(Requirements):
Set down exactly the lines that run from the line with "spoon handle? Mark that spot." to the end of the data, and nothing else.

(Stored rows):
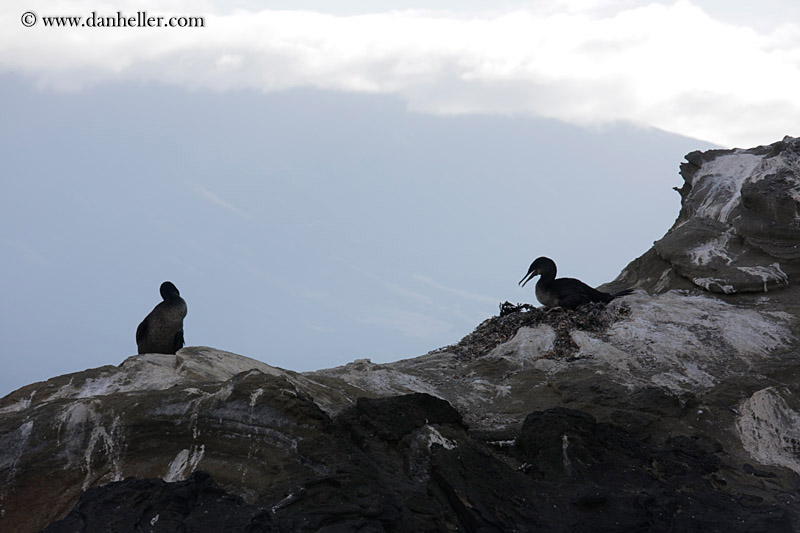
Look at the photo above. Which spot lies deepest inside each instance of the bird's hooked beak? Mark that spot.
(532, 273)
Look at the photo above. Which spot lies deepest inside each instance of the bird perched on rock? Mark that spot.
(162, 330)
(563, 292)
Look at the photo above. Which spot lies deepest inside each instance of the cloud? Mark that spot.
(671, 66)
(221, 202)
(458, 292)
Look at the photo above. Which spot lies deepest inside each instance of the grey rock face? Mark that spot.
(739, 225)
(676, 408)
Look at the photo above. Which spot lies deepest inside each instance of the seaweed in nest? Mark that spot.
(494, 331)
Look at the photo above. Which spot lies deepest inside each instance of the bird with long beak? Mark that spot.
(563, 292)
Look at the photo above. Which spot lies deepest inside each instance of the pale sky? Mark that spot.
(325, 182)
(703, 69)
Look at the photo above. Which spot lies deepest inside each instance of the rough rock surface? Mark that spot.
(674, 409)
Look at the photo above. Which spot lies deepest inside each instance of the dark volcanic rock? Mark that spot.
(153, 505)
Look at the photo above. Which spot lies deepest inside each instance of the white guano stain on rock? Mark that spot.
(769, 428)
(721, 284)
(527, 345)
(254, 396)
(717, 187)
(772, 272)
(708, 251)
(185, 463)
(687, 342)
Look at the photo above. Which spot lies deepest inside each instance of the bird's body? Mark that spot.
(162, 330)
(563, 292)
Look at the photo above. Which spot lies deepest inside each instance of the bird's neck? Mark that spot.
(547, 277)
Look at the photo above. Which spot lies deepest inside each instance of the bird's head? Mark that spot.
(541, 265)
(169, 291)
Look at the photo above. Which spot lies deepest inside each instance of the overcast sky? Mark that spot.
(326, 181)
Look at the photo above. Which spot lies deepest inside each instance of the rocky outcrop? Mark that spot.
(673, 409)
(739, 226)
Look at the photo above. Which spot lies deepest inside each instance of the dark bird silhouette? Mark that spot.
(162, 330)
(563, 292)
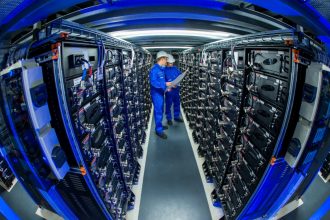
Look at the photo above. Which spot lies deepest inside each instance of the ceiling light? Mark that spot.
(167, 47)
(164, 32)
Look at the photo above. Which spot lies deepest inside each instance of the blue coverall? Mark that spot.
(173, 96)
(157, 89)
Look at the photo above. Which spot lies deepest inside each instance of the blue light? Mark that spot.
(324, 209)
(6, 211)
(276, 6)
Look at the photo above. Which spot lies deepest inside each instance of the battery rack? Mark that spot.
(238, 99)
(99, 111)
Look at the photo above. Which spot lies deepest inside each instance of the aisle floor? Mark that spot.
(172, 186)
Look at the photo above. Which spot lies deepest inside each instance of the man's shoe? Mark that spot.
(161, 135)
(178, 120)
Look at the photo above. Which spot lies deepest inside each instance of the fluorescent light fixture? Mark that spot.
(167, 47)
(165, 32)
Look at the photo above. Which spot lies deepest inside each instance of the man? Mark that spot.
(157, 90)
(172, 96)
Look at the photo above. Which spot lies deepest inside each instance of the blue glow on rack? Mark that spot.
(6, 211)
(16, 11)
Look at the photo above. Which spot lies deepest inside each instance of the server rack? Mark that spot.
(269, 121)
(90, 84)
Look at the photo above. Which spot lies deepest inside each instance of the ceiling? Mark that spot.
(198, 22)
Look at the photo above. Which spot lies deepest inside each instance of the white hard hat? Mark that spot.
(170, 59)
(161, 54)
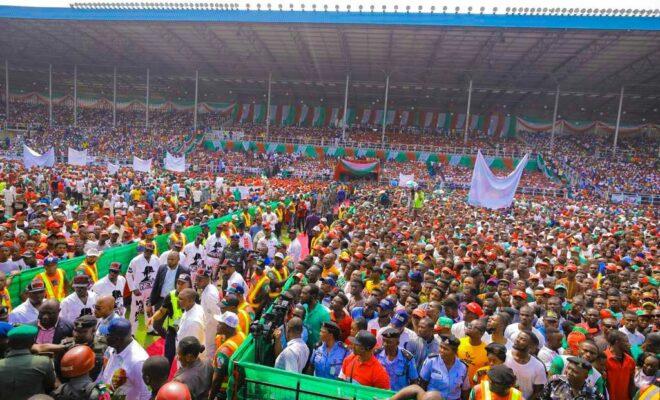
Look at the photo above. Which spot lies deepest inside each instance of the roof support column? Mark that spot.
(343, 125)
(114, 97)
(270, 77)
(387, 92)
(6, 92)
(467, 115)
(146, 113)
(75, 96)
(196, 93)
(618, 122)
(50, 94)
(554, 120)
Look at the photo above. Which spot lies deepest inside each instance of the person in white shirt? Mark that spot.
(140, 279)
(192, 321)
(113, 285)
(122, 372)
(294, 357)
(80, 302)
(295, 248)
(629, 328)
(209, 300)
(28, 311)
(552, 347)
(530, 372)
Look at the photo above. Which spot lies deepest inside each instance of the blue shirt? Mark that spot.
(448, 383)
(327, 364)
(401, 370)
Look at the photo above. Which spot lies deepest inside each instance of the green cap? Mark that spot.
(23, 332)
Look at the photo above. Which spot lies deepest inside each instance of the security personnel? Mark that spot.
(326, 360)
(227, 323)
(54, 279)
(76, 365)
(259, 293)
(278, 274)
(445, 372)
(88, 266)
(399, 363)
(500, 382)
(166, 319)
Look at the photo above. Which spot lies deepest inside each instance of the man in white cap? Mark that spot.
(80, 302)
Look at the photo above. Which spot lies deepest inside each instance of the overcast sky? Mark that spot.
(489, 4)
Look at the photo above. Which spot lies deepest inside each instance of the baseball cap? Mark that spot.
(228, 318)
(365, 339)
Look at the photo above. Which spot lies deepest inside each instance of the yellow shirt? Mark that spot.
(473, 356)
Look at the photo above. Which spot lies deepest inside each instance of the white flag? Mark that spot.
(175, 164)
(490, 191)
(76, 157)
(141, 165)
(33, 159)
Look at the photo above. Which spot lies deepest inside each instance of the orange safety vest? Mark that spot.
(90, 270)
(255, 291)
(56, 292)
(5, 299)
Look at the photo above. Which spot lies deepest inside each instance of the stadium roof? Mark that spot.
(514, 61)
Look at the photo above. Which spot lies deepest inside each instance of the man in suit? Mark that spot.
(166, 278)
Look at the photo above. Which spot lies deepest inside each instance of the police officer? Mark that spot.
(76, 365)
(399, 363)
(445, 372)
(327, 359)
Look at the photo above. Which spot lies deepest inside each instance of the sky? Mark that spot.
(426, 4)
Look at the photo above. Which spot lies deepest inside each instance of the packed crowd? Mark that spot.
(400, 289)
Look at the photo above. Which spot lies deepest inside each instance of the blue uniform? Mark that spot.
(402, 370)
(448, 383)
(327, 364)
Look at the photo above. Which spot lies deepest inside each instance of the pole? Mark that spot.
(467, 115)
(50, 94)
(146, 115)
(75, 95)
(618, 122)
(6, 91)
(343, 125)
(554, 119)
(196, 88)
(114, 98)
(270, 76)
(387, 92)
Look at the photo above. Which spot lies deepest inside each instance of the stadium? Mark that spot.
(341, 146)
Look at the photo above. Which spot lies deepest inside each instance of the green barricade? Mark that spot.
(123, 254)
(261, 382)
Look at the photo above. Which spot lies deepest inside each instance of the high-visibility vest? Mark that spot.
(231, 345)
(54, 293)
(90, 270)
(5, 299)
(514, 394)
(171, 322)
(255, 291)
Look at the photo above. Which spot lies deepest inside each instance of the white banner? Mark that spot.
(141, 165)
(175, 164)
(33, 159)
(404, 179)
(76, 157)
(490, 191)
(112, 168)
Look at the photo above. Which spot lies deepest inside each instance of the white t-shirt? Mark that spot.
(527, 375)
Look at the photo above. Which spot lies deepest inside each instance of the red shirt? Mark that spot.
(370, 373)
(619, 375)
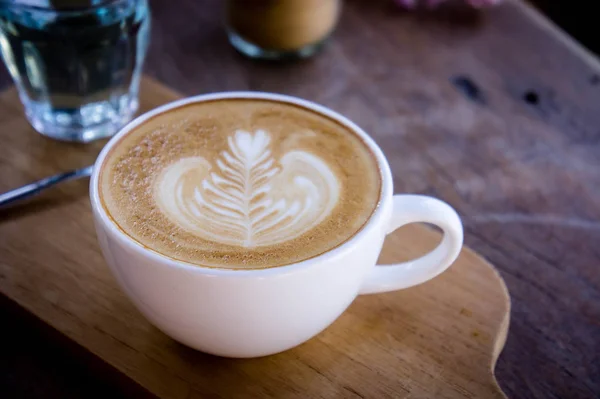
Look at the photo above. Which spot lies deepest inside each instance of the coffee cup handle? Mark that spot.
(414, 209)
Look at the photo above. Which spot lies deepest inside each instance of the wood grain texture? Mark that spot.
(516, 151)
(438, 340)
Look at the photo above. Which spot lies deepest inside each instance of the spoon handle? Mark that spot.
(34, 188)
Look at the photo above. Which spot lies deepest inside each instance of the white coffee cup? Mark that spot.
(249, 313)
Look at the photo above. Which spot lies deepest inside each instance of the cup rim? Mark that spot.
(385, 193)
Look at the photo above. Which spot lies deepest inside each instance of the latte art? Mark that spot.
(239, 183)
(248, 198)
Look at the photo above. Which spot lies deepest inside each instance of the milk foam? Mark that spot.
(240, 183)
(247, 197)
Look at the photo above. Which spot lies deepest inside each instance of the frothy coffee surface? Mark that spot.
(240, 184)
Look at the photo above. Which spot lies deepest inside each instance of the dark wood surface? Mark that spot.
(497, 113)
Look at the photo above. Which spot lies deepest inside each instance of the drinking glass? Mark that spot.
(76, 63)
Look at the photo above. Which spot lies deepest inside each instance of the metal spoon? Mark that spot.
(34, 188)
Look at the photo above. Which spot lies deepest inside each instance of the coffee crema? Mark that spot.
(240, 183)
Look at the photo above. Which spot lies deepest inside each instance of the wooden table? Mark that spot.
(495, 112)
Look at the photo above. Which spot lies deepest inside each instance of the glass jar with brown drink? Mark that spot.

(Full solution):
Look at the photo above. Which spot lies deepest inside each instance of the spoon handle? Mark that spot.
(34, 188)
Look at the photo above. Which spot lies deepest inside each instance of the white coffee cup? Mark that spot.
(249, 313)
Look at the photo above. Which spot lies deepest inside each instance of the cup rim? Mark that spot.
(385, 193)
Look at the photo above. Which spot lies deepest inside each instance of the latte art? Mark that spot.
(239, 183)
(248, 198)
Look at the photo above. Which spot lies deepest inside each instance of the milk foam? Mark that spot.
(240, 183)
(247, 197)
Look at the photo above. Which spot lies deepest inside each instance of the frothy coffee surface? Mark that spot.
(240, 184)
Look at the photo above. Which spot lies deepest inside each instance of the dark wood surface? Mark that spot.
(497, 113)
Look at the photo above. Which spot lies deepest inside each instance of the drinking glass? Mark that spot.
(76, 63)
Look at the photo above. Which spot lies deepest inside each instance of the metal spoon? Mark that spot.
(34, 188)
Look at the photo above. Which spot lies deepest inside each instance of the coffee crema? Mark that spot.
(240, 183)
Look at the photo above. Which spot lies deepest inside each instance of the wooden table? Mark that spot.
(495, 112)
Look at the photo above. Which spot lies deepest inside each instance of the glass jar with brown drink? Mark that spot.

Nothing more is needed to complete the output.